■ **Listed records**:

┄┄┄┄┄┄┄┄┄┄┄┄┄┄┄┄┄┄┄┄

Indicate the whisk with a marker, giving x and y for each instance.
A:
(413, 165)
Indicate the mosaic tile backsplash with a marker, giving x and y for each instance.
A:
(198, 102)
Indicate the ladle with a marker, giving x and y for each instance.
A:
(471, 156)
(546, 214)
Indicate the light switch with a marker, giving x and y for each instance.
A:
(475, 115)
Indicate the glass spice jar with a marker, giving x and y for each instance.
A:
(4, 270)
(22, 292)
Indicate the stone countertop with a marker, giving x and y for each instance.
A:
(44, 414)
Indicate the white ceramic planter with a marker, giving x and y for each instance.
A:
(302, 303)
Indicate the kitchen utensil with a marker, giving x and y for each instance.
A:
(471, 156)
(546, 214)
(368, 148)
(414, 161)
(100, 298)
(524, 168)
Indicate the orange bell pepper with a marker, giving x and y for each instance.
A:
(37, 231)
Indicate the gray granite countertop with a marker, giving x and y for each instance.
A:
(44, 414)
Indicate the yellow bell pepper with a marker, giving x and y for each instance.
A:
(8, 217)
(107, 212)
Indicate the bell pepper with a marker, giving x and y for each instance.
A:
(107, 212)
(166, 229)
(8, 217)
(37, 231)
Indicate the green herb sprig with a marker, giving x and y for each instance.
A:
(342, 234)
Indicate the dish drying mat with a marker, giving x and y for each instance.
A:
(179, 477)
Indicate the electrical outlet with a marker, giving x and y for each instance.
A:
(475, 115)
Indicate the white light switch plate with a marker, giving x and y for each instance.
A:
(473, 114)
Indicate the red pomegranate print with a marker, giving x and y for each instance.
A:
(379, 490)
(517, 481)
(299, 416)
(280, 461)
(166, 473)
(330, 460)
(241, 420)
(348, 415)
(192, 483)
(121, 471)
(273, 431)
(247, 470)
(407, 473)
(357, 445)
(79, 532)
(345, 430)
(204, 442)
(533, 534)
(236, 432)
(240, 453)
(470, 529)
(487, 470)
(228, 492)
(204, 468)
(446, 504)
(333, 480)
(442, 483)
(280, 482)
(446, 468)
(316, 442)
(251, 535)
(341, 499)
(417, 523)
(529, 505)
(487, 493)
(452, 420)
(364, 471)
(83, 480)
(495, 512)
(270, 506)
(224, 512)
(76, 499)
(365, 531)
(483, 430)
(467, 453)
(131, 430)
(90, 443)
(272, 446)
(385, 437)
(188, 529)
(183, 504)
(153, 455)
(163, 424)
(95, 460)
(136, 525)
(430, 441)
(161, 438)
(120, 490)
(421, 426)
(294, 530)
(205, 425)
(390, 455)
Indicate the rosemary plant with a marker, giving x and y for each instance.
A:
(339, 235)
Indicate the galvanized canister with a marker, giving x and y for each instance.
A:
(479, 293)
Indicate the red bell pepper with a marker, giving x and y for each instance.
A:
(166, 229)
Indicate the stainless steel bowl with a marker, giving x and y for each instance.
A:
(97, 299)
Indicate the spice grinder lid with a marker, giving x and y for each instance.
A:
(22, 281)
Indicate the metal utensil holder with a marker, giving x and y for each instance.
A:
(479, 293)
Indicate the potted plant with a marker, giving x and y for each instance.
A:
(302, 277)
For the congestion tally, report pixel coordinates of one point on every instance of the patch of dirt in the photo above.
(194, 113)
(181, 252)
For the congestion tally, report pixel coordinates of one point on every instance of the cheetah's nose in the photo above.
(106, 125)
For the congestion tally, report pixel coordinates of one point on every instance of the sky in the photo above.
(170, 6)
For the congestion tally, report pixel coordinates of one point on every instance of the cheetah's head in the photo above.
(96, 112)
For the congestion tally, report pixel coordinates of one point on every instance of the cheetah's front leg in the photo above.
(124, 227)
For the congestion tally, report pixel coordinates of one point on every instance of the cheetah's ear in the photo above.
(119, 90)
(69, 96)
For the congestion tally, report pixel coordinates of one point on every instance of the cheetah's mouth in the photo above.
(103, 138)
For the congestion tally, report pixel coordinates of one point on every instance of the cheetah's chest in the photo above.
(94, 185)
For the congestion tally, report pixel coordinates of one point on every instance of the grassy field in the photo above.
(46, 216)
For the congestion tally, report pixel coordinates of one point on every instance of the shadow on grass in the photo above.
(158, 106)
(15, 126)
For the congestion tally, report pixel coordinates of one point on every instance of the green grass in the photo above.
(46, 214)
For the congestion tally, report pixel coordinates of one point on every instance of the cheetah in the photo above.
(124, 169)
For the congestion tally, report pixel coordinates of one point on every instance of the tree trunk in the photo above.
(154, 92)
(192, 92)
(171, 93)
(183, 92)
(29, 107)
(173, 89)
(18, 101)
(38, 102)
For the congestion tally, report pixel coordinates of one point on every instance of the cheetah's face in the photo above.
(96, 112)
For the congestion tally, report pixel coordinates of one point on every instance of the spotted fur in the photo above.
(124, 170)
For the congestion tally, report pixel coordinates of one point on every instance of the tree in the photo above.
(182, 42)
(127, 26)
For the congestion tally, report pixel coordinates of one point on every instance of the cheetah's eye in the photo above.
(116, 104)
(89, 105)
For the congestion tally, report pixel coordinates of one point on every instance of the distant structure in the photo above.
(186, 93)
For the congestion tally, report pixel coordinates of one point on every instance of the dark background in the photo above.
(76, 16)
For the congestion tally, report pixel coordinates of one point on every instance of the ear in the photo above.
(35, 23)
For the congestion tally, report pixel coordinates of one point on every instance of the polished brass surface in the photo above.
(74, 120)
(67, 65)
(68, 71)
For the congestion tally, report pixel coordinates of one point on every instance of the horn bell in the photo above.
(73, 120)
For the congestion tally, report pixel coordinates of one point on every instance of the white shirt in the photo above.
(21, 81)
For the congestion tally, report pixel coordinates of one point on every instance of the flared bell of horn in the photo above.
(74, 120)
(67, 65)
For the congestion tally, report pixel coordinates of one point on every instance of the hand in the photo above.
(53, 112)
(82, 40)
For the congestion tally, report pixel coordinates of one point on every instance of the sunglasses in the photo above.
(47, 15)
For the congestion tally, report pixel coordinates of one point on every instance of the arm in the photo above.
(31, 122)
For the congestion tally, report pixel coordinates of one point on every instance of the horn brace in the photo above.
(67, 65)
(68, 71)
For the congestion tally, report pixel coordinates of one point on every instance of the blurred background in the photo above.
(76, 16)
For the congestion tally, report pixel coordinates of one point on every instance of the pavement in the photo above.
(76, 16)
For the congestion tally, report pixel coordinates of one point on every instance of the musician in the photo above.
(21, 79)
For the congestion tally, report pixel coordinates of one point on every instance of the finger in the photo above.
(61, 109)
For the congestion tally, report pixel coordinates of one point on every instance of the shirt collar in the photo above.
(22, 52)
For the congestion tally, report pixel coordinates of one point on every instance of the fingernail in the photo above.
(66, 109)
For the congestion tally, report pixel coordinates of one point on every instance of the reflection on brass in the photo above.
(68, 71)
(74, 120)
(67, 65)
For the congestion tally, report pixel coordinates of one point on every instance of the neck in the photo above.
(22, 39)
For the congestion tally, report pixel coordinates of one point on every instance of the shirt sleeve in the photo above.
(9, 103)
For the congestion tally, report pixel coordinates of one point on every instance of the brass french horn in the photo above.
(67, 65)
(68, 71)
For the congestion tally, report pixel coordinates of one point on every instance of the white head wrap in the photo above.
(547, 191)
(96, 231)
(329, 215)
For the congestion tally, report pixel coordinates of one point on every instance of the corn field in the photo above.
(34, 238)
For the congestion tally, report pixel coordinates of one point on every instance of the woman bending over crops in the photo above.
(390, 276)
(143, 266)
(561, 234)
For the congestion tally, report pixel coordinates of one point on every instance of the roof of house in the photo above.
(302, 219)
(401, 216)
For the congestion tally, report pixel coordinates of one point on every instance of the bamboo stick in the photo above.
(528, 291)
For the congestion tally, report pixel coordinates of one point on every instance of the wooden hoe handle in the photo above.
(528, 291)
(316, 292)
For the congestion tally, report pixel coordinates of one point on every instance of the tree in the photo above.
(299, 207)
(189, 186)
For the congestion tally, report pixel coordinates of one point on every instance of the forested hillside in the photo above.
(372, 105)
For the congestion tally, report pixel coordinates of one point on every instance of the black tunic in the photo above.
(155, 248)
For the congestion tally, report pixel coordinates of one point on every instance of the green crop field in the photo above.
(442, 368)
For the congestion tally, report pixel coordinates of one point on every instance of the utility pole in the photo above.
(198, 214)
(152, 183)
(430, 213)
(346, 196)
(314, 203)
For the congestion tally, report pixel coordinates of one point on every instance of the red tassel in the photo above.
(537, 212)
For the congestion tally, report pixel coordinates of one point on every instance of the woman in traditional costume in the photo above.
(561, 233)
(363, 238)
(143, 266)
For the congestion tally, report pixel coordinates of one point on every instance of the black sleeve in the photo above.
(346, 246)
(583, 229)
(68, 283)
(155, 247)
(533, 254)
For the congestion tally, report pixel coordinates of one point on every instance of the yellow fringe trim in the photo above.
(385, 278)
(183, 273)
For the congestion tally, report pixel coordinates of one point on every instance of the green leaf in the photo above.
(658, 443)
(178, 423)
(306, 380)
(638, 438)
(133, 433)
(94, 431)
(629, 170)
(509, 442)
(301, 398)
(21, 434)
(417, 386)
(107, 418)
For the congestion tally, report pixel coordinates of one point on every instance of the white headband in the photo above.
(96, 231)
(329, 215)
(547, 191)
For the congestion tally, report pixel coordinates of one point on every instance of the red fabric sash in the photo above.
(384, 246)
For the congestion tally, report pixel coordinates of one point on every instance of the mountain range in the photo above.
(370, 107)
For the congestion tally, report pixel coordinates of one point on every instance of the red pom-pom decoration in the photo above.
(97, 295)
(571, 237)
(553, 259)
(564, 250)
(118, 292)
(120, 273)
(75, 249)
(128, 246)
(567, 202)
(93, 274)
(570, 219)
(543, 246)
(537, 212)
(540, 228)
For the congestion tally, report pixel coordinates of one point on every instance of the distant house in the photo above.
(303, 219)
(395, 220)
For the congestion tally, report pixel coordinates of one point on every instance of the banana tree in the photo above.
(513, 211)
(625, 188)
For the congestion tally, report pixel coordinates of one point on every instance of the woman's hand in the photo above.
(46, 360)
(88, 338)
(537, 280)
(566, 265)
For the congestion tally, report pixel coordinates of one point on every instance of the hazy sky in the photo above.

┄┄┄┄┄┄┄┄┄┄┄┄┄┄┄┄┄┄┄┄

■ **Problem to solve**:
When a line of the records includes "switch", that line belongs in the answer.

■ **Output for this exercise**:
Indicate the light switch with a marker, giving x and y for each instance.
Indicate the white light switch plate with a marker, giving x and y for each instance.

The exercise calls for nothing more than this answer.